- [Exercise description]
Every line below should be set down exactly as it appears.

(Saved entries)
*** Block opens ***

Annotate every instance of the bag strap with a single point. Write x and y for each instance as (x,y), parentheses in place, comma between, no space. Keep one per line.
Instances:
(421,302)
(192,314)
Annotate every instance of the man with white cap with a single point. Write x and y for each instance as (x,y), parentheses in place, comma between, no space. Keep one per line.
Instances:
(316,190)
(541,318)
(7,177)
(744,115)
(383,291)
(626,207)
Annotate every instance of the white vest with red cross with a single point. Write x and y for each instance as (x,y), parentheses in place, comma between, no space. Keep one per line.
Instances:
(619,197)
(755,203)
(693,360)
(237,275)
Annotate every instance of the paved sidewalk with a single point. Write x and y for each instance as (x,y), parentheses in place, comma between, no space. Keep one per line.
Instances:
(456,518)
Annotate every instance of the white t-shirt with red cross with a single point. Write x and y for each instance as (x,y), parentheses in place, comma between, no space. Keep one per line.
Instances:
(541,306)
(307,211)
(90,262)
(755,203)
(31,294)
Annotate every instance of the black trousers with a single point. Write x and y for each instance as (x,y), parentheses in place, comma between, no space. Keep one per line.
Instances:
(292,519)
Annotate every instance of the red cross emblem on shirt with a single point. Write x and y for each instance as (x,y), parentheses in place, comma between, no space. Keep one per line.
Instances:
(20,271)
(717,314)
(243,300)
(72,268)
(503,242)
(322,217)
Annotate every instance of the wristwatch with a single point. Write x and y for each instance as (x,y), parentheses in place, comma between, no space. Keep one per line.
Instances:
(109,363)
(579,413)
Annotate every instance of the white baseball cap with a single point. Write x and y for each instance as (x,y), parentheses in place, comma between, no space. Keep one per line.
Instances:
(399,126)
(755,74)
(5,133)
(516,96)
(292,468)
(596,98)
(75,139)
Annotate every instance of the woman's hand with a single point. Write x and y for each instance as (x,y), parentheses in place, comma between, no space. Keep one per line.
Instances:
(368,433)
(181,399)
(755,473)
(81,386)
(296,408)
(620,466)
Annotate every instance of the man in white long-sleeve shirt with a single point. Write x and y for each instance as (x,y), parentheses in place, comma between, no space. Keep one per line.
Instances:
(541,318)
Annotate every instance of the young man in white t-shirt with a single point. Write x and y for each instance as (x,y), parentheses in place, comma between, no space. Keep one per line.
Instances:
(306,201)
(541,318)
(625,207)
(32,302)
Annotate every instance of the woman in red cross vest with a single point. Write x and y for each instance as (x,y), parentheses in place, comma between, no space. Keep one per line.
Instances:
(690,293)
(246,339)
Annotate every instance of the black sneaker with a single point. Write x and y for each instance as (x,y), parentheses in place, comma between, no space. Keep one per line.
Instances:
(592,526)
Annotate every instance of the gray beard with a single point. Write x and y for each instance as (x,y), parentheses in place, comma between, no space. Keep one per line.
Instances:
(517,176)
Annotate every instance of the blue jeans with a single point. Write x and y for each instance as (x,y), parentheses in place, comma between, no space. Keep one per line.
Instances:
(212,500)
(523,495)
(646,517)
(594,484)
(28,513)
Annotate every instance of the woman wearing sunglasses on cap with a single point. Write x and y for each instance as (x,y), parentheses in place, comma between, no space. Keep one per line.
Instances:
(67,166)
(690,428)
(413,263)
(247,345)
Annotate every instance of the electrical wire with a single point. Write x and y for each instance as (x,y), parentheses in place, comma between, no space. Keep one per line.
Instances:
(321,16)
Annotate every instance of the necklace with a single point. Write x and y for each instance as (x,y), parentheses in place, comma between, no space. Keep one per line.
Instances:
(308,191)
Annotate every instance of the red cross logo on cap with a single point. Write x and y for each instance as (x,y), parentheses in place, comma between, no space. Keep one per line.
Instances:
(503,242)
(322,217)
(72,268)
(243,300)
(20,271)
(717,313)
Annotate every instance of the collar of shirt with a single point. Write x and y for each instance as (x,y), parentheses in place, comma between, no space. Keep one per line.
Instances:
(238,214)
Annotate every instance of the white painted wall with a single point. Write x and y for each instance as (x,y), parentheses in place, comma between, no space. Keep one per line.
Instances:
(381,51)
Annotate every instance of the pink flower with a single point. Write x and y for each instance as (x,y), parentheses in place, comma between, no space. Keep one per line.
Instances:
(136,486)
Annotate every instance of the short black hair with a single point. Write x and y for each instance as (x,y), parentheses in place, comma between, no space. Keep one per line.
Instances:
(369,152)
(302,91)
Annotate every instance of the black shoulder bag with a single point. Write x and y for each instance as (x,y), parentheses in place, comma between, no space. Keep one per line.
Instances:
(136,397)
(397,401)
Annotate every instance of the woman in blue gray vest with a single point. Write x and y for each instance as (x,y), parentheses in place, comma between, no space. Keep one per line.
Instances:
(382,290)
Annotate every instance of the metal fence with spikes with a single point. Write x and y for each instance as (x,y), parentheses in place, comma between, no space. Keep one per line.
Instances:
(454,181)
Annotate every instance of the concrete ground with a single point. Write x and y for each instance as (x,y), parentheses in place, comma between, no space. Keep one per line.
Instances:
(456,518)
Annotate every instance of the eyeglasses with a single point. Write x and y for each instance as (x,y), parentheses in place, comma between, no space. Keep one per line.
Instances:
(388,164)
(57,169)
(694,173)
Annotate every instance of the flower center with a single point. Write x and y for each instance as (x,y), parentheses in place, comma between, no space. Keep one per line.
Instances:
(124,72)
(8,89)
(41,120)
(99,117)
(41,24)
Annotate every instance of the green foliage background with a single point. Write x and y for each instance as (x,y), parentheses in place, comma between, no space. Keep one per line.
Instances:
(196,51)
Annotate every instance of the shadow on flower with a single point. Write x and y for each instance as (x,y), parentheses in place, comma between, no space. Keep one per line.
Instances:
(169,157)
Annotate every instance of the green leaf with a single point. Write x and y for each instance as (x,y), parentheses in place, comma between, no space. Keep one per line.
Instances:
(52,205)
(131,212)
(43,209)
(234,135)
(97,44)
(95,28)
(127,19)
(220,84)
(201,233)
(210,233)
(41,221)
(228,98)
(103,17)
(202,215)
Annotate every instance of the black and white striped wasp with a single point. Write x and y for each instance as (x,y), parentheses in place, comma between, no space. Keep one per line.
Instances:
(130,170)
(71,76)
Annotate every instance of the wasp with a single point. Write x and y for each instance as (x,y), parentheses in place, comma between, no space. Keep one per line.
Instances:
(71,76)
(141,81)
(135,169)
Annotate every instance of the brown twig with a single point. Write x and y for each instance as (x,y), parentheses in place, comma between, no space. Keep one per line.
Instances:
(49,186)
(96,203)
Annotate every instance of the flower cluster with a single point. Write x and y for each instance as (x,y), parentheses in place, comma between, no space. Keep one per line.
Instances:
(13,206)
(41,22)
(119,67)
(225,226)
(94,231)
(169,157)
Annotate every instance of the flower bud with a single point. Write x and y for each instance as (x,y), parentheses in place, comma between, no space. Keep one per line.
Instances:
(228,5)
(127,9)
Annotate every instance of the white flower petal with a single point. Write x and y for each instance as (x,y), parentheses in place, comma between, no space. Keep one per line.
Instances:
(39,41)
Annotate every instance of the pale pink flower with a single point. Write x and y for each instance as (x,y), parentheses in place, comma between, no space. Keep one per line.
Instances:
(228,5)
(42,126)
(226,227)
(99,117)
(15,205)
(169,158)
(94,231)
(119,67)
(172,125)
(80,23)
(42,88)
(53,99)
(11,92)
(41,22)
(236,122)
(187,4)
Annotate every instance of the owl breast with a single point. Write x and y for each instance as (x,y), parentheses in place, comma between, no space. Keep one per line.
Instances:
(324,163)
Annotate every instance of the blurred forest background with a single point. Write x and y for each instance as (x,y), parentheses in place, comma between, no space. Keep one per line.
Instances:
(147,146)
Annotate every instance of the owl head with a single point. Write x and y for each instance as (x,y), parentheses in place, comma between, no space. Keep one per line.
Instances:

*** Block closes ***

- [Answer space]
Annotate every instance of the bag strap with a single point. Write x and y for each instance as (x,y), parentheses in place, comma between, no space. Keep one per line.
Instances:
(421,302)
(192,314)
Annotate every instance of the man with white cap with a single point. Write x and y for each instance as (x,y), parentheses in place, comma between, no space. Keep one per line.
Instances:
(316,190)
(541,318)
(7,177)
(744,115)
(383,291)
(626,207)
Annotate every instance of the white vest with red cross with a single point. Write x and y for each instance as (x,y), parentheses in place, comma between, no space. Keep one per line.
Instances:
(619,197)
(755,203)
(693,360)
(237,275)
Annotate every instance of the paved sidewalk with a single point. Write x and y for each instance as (x,y), parentheses in place, comma between, no space. Keep one per line.
Instances:
(456,518)
Annotate every instance of the white t-shirt with red cross with a single point. Write x and y for each instance as (x,y), parentheses in place, comma between, no space. Keep one per line.
Instances:
(541,306)
(307,211)
(90,262)
(755,203)
(31,294)
Annotate every instance of the black trousers with a single point. Write x and y for each instance as (x,y), parentheses in place, comma between, no space. Keep one per line.
Instances:
(292,519)
Annotate every instance of the red cross emblem on shirt with a single point. Write x and y for each instance as (x,y), parentheses in place, comma between, no space. Keep one per line.
Instances:
(20,271)
(717,314)
(243,300)
(72,268)
(503,242)
(322,217)
Annotate every instance of the wristwatch with a single point. Write x and y for each instance as (x,y), parentheses in place, comma between, no space. Keep one per line.
Instances:
(109,363)
(579,413)
Annotate every instance of the white baseball cap with a single point. Write x and y for each instance as (x,y), parentheses in place, comma between, no space. Keep one per line.
Instances:
(399,126)
(755,74)
(5,133)
(516,96)
(292,468)
(596,98)
(75,139)
Annotate every instance of the woman's hand with a single point. Write x and y for each instance as (x,y), parentheses in place, comma between, no space. Keep one per line.
Instances:
(368,433)
(181,399)
(755,473)
(81,386)
(296,408)
(620,466)
Annotate every instance of the man in white long-sleeve shirt with a single point. Write x and y for each instance as (x,y), parentheses in place, comma between, no space. Keep one per line.
Instances:
(541,318)
Annotate every instance of the young man in white t-shirt with a single point. Write x and y for each instance as (x,y), parentheses in place, comma between, no space. Keep one per line.
Instances:
(306,201)
(541,318)
(625,207)
(32,302)
Annotate every instance of the woman in red cross vest with a single point. Write x and y for each instance as (x,y), parentheses in place, comma between, no space. Keep one per line.
Instances:
(690,293)
(246,339)
Annotate every instance of the black sneaker with a single point. Write x and y for each instance as (x,y), parentheses in place, comma between, no space. Keep one per line.
Instances:
(592,526)
Annotate every instance of the gray beard with a single point. Write x and y for each instance as (x,y), parentheses in place, comma between, no space. Keep one per line.
Instances:
(517,176)
Annotate every instance of the blue jeans with a single point. Write x and y for each instance as (x,y), parentheses in place, comma between, no space. Keep one per line.
Instances:
(212,500)
(523,495)
(646,517)
(594,484)
(28,513)
Annotate every instance of the woman wearing sunglasses on cap with a single point. Write x and y for each instance as (x,y), parentheses in place, comma between, no space. Keep one per line.
Instances:
(67,166)
(690,428)
(413,263)
(247,345)
Annotate every instance of the electrical wire with a single point. Write x and y for each instance as (x,y), parentheses in place, comma between, no space. Keep one per line.
Instances:
(321,16)
Annotate every instance of the necklace with a single point. Write x and y for each instance as (x,y), parentheses in place, comma between, no space. Keep one per line.
Instances:
(308,191)
Annotate every instance of the red cross logo on cap with a single point. Write x and y for each instance as (x,y), parentheses in place, comma between, no space. Keep one per line.
Instances:
(503,242)
(322,217)
(72,268)
(243,300)
(20,271)
(717,313)
Annotate every instance of the collar of shirt with a single point. Write x and y for each instance as (x,y), parentheses in place, comma between, no space. Keep one per line.
Instances:
(238,214)
Annotate every instance of the white painted wall with a single point. Write x and y for each instance as (x,y), parentheses in place, comma between, no space. Keep one per line.
Instances:
(381,51)
Annotate every instance of the pink flower with a single point. Write x and y for each instance as (x,y), parentheses in place, comma between, no space. Keep one per line.
Instances:
(136,486)
Annotate every instance of the short black hair with a single point. Write x and y for each instance as (x,y), parentheses in place, comma between, no space. Keep one per line.
Instances:
(369,152)
(302,91)
Annotate every instance of the black shoulder bag with a single point. Write x and y for each instance as (x,y), parentheses in place, comma between, no space. Keep one per line.
Instances:
(136,397)
(397,401)
Annotate every instance of the woman in blue gray vest with a single point. Write x and y for each instance as (x,y), parentheses in place, comma between, no space. Keep one per line.
Instances:
(382,290)
Annotate every instance of the metal fence with spikes with a single point. Write x and y for each instance as (x,y), parentheses in place, comma between, no space. Keep one per line.
Instances:
(454,181)
Annotate every instance of the concrete ground with a single point. Write x and y for each instance as (x,y), parentheses in place, comma between, no space. Keep one per line.
Instances:
(456,518)
Annotate every instance of the eyeglasses with a single point. Write x and y for each instance as (x,y), parentheses in place, comma between, no space. Keep one per line.
Instances:
(388,164)
(57,169)
(694,173)
Annotate every instance of the flower center with a single point. Write x and y for each instance as (x,y), parentheses in place, comma between, no space. Keep one per line.
Instances:
(124,72)
(8,89)
(41,120)
(99,117)
(41,24)
Annotate every instance of the green foliage background with a single point. Write x and y for each instance as (x,y), parentheses in place, comma between, no space. Keep one per line.
Instances:
(196,51)
Annotate every instance of the shadow on flower with a single point. Write x and y for each instance as (x,y), parentheses in place, comma between, no space. Keep one per line.
Instances:
(169,157)
Annotate every instance of the green leaf with a single point. Write x and y for each instance as (x,y), parentheses in place, comma between, no space. Keep one per line.
Instances:
(52,205)
(131,212)
(43,209)
(234,135)
(97,44)
(95,28)
(127,19)
(220,84)
(201,233)
(210,233)
(41,221)
(228,98)
(103,17)
(202,215)
Annotate every instance of the black and white striped wasp with a single point. Write x and y for each instance as (x,y), parentheses in place, comma between, no space. Keep one per line.
Instances:
(130,170)
(71,76)
Annotate every instance of the wasp with a single point. Write x and y for each instance as (x,y), parentheses in place, comma between, no space. Keep one per line.
Instances:
(71,76)
(141,81)
(135,169)
Annotate every instance of the brown twig with a single point. Write x and y for each instance as (x,y), parentheses in place, comma between, no space. Keep one per line.
Instances:
(49,186)
(96,203)
Annotate every instance of the flower cluster with a single point. Write x and y for each instance as (x,y), parentheses in place, comma between, no space. Keep one per line.
Instances:
(13,206)
(41,22)
(119,67)
(225,226)
(94,231)
(169,157)
Annotate every instance of the flower bud with a single point. Write x and y for each instance as (x,y), parentheses in place, comma between, no space. Keep one per line.
Instances:
(228,5)
(127,9)
Annotate every instance of the white flower petal with a single point. Write x and y for each instance as (x,y), parentheses in place, comma between, no space. Keep one per line.
Instances:
(39,41)
Annotate every instance of the pale pink flower with a single point. Write x and y for each instance as (x,y), parentheses in place, comma between, no space. Keep one per line.
Instances:
(228,5)
(42,126)
(226,227)
(99,117)
(15,205)
(169,158)
(94,231)
(119,67)
(172,125)
(80,23)
(42,88)
(53,99)
(11,92)
(41,22)
(236,122)
(187,4)
Annotate every instance of the owl breast with a single point. Write x and y for each instance as (x,y), parentheses in place, comma between, no space. Keep one per line.
Instances:
(324,163)
Annotate every instance of the blurred forest background with a single point. Write x and y for each instance as (x,y), parentheses in place, comma between, no space. Keep one per line.
Instances:
(147,146)
Annotate every instance of the owl head with a single point. Write x and y for each instance as (x,y), parentheses in place, comma between, no space. Keep one per line.
Instances:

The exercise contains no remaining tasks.